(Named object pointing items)
|---|
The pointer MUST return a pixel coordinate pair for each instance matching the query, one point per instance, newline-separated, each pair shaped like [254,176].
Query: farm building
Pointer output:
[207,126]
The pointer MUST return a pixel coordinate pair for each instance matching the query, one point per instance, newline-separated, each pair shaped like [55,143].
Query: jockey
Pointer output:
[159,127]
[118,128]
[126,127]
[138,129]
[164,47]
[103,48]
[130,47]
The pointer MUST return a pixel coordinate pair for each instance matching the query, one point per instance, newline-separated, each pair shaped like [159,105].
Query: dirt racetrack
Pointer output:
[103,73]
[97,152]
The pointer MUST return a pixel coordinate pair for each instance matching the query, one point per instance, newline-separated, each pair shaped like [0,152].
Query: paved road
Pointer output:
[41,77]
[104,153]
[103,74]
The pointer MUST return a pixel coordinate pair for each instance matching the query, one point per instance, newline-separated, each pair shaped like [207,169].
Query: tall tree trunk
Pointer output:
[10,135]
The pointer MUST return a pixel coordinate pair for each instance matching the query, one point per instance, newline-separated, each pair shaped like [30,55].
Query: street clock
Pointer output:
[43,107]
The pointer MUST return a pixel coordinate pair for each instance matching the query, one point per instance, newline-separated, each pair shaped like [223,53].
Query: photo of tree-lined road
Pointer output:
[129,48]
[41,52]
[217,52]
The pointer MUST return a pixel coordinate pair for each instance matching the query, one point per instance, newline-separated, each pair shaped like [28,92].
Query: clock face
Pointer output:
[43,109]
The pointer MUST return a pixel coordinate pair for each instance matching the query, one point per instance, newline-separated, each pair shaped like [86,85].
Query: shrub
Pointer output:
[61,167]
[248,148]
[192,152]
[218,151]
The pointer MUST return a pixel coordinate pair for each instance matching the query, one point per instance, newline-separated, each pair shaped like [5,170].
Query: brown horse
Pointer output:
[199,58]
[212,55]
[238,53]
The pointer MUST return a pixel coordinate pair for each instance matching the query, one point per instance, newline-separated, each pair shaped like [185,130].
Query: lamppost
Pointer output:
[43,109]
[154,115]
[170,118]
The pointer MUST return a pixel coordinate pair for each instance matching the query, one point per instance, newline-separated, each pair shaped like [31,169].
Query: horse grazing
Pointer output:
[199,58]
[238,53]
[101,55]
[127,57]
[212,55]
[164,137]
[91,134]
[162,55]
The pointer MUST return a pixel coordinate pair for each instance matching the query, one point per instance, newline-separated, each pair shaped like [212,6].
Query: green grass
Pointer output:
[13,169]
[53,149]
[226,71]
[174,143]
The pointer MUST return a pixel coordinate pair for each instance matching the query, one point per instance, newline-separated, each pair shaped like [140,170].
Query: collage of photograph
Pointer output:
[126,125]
|---|
- [INSTRUCTIONS FOR THE TASK] Write out all of the items above again, word for word, from the first line to the last.

- [REPLY TO THE TASK]
The pointer MUST return a pixel coordinate pair for each instance matching the query, one point per instance, newline-separated, each pair shaped like [254,176].
Query: farm building
Pointer output:
[207,126]
The pointer MUST return a pixel coordinate pair for each instance matching the query, one point per instance, newline-separated, each pair shaped like [55,143].
Query: jockey
Pointer output:
[159,127]
[118,128]
[126,127]
[138,129]
[164,47]
[103,48]
[130,47]
The pointer MUST return a pixel coordinate pair for each instance matching the query, one point per instance, newline-separated, each pair shaped like [159,105].
Query: dirt racetrack
Pointer output:
[103,73]
[97,152]
The pointer MUST return a pixel coordinate pair for each instance matching the query, one point per instance, newline-separated, each pair shaped like [0,152].
Query: paved road
Pointer output:
[41,77]
[104,153]
[103,74]
The pointer MUST return a pixel coordinate pair for each instance matching the query, one point per instance, newline-separated, each pair shaped like [207,169].
Query: tall tree trunk
Pointer output:
[10,135]
The pointer MUST return a pixel coordinate pair for each instance matching the query, one point per instance, newline-separated, each pair shaped like [30,55].
Query: street clock
Pointer output:
[43,107]
The pointer MUST return a pixel coordinate pair for each instance matching the query, one point per instance, newline-separated, each pair shaped like [223,53].
Query: photo of tree-lined road
Pointer output:
[129,48]
[41,52]
[217,52]
The pointer MUST return a pixel coordinate pair for each instance matching the query, one point per instance, newline-separated, each pair shaped like [28,92].
Query: clock face
Pointer output:
[43,109]
The pointer MUST return a pixel coordinate pair for each instance matching the query, one point per instance, newline-separated, each pair shaped like [86,85].
Query: shrub
Pointer output:
[61,167]
[248,148]
[192,152]
[218,151]
The pointer MUST return a pixel coordinate pair for each instance matching the query, one point per instance, newline-separated, each pair shaped like [5,170].
Query: brown horse
Pointer output:
[199,58]
[212,55]
[238,53]
The pointer MUST return a pixel coordinate pair for each instance matching the query, one point per instance, newline-separated, each pair shaped like [185,130].
Query: lamppost
Pointer output:
[43,109]
[154,115]
[170,118]
The pointer MUST return a pixel coordinate pair for each instance matching the query, one point per instance, newline-separated, each pair shaped like [31,169].
Query: horse grazing
Pointer output:
[199,58]
[238,53]
[101,55]
[127,57]
[212,55]
[164,137]
[91,134]
[162,55]
The pointer MUST return a pixel coordinate pair for each instance matching the query, one point per instance, newline-separated, each pair shaped like [212,6].
Query: green grass
Pointer output:
[13,169]
[53,149]
[226,71]
[174,143]
The pointer MUST return a pixel coordinate pair for each instance matching the query, one point per instance, newline-separated, each pair shaped like [140,170].
Query: collage of photograph
Pointer output:
[126,125]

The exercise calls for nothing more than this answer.